> [Your instructions] Reproduce all of the data below without alteration; exclude every picture.

> [Task input]
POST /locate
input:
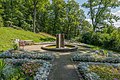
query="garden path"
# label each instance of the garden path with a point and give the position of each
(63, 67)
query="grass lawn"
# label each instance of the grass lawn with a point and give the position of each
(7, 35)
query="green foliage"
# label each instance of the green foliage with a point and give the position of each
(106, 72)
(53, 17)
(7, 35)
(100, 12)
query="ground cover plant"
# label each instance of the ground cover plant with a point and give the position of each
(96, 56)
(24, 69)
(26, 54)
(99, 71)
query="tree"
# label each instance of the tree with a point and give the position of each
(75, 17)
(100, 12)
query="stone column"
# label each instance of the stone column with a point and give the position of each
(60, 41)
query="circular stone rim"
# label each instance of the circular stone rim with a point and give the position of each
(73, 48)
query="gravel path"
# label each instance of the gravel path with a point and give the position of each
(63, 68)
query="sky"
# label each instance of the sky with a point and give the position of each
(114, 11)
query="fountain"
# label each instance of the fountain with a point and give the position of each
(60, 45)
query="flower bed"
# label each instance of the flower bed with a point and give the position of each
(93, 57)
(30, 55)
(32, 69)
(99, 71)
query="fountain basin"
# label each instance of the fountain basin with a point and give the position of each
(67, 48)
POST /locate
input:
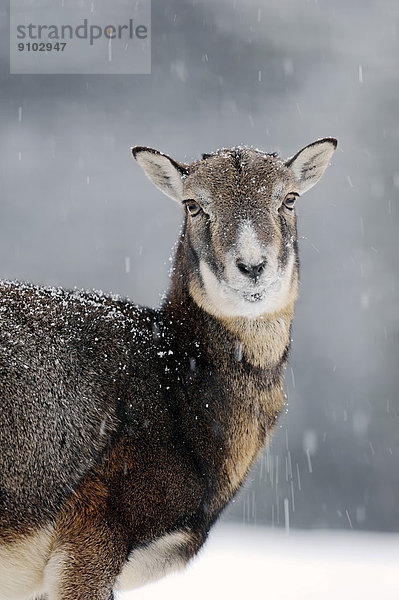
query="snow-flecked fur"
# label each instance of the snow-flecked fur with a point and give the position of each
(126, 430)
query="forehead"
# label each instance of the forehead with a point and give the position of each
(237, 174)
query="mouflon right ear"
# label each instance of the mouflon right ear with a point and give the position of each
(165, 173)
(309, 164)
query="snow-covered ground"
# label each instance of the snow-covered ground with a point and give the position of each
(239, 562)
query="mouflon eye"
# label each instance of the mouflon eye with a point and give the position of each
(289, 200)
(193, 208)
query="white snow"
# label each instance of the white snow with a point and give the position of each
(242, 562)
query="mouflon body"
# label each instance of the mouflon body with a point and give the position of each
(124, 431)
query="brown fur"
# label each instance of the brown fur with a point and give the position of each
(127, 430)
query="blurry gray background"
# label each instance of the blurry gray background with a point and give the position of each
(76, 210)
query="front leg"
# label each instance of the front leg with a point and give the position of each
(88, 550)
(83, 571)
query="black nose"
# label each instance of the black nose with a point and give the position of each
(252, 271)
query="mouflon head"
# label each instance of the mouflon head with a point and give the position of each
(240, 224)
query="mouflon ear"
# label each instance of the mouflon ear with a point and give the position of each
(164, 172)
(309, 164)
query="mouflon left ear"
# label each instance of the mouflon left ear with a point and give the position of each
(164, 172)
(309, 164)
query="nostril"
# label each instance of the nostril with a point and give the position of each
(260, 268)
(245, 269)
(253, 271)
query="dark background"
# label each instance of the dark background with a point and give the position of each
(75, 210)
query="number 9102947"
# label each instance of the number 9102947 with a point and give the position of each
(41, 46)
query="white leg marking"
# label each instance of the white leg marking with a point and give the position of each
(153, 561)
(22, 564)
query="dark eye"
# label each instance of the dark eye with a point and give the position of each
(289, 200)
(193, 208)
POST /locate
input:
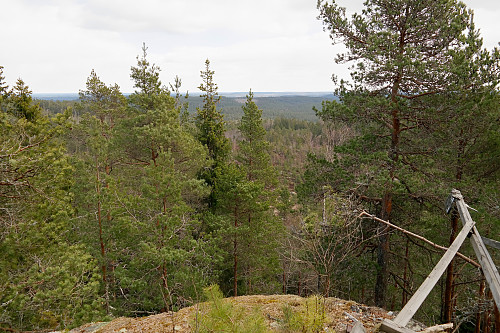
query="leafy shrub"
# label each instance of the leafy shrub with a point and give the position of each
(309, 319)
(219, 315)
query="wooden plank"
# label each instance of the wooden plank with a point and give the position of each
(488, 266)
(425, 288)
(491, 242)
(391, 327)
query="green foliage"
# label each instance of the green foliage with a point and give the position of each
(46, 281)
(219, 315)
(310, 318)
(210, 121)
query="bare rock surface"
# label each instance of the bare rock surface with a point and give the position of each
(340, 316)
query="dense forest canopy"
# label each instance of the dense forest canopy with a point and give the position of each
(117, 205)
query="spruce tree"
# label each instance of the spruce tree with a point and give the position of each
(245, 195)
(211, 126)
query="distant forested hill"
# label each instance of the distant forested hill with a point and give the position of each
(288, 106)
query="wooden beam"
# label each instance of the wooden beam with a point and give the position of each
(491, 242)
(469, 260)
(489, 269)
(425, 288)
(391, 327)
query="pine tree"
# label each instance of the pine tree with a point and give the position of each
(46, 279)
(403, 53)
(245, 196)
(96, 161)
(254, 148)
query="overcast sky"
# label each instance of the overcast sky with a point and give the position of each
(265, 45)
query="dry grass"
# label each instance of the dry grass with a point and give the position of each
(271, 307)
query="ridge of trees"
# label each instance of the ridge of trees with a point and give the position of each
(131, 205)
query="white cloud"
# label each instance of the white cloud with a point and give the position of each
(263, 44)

> [Written answer]
POST /locate
input:
query="garden path"
# label each instance of the garden path with a point and give the position of each
(63, 67)
query="grass lawn"
# label each instance of the grass lawn with a point and give the position of each
(7, 35)
query="green foliage"
# label each instance of the green foliage with a point and give the position of each
(106, 72)
(53, 17)
(7, 35)
(100, 12)
query="ground cover plant"
# label each instance of the ground cover plant with a point and give the position of each
(96, 56)
(24, 69)
(26, 54)
(99, 71)
query="tree"
# label each instance of the tree with a point and give the position of each
(75, 17)
(100, 12)
query="stone column"
# label each instance of the stone column with a point and give the position of each
(60, 41)
query="circular stone rim"
# label each instance of the circular stone rim with a point and give the position of each
(73, 48)
query="gravel path"
# label each instance of the gravel path with a point and give the position of each
(63, 68)
query="sky"
# label each instance of the sky with a point and give the position of each
(114, 11)
query="fountain"
# label each instance of the fountain with a point and give the position of each
(60, 45)
query="flower bed"
# label each instance of the flower bed with a point and give the position of each
(93, 57)
(30, 55)
(32, 69)
(99, 71)
query="fountain basin"
# label each instance of the fountain basin with a point and give the position of each
(67, 48)
POST /locate
input:
query="snow-flecked fur"
# label each instance of the snow-flecked fur with a point and give the position of each
(126, 430)
query="forehead"
# label each instance of the forehead with a point and give the position of each
(237, 174)
query="mouflon right ear"
# label each instance of the mouflon right ear with a point and give the position of each
(165, 173)
(309, 164)
query="snow-covered ground"
# label each instance of the snow-covered ground with a point and give the position of each
(239, 562)
query="mouflon eye"
# label each instance of the mouflon eye with a point and give the position of each
(289, 200)
(193, 208)
query="white snow"
# label each instance of the white snow with a point and give the position of each
(242, 562)
query="mouflon body"
# label each instance of the mouflon body with a point and give the position of each
(124, 431)
query="brown fur"
# label each instance of the brown fur with a point and give the position of each
(127, 430)
query="blurry gray background"
# label each instance of the blurry gray background with a point and give the position of each
(76, 210)
query="front leg"
# label each instance of the front leg with a point and give the position of each
(88, 550)
(83, 571)
query="black nose"
# label each instance of the black nose with a point and give the position of each
(252, 271)
query="mouflon head"
# label each instance of the mouflon head with a point and give the position of each
(240, 224)
query="mouflon ear"
# label each instance of the mouflon ear with a point and give the position of each
(164, 172)
(309, 164)
query="mouflon left ear"
# label each instance of the mouflon left ear with a point and give the position of each
(164, 172)
(309, 164)
query="nostril"
# label each instance of the nostril with a point and give the position of each
(260, 268)
(245, 269)
(253, 271)
query="dark background"
# label each instance of the dark background with a point and give the position of each
(75, 210)
query="number 9102947"
# label each instance of the number 9102947 with a point and give the position of each
(41, 46)
query="white leg marking"
# label each instance of the white leg marking with a point and give the position of each
(153, 561)
(22, 564)
query="dark eye"
# label each instance of the dark eye with a point and give the position of each
(289, 200)
(193, 208)
POST /locate
input:
query="leafy shrub"
# label each instance of the leafy shrub with a point and give the position of each
(309, 319)
(219, 315)
query="wooden plank"
# label each instance of the wooden plank with a point and give the position of each
(488, 266)
(425, 288)
(491, 242)
(391, 327)
query="green foliage"
# label each instance of the green foliage with a point and give the position of each
(46, 281)
(219, 315)
(310, 318)
(210, 121)
query="bare rock surface"
# label each instance of the bare rock surface with a point and give the position of each
(340, 316)
query="dense forest canopy"
# label each instance of the dense forest canopy with a point and give the position of each
(117, 205)
query="spruce tree"
# label each instance of the spruce tree with a point and give the position of each
(245, 195)
(211, 126)
query="distant forested hill"
# label each instance of the distant forested hill with a point and give the position of each
(288, 106)
query="wooden beam"
# label each instance of the wooden beam with a point and give the position of each
(491, 242)
(469, 260)
(489, 269)
(425, 288)
(391, 327)
query="pine tree"
# label each instance of the pine tree with a point and give the position of each
(46, 279)
(403, 53)
(245, 196)
(96, 161)
(254, 148)
query="overcast sky"
# label each instance of the overcast sky with a point and give the position of each
(265, 45)
query="dry grass"
# label each instance of the dry grass with a point and give the position of each
(271, 307)
query="ridge of trees"
# label each instance of the ridge of trees with a point and give the position of each
(131, 205)
query="white cloud"
# label each instance of the white cloud with a point and give the position of each
(263, 44)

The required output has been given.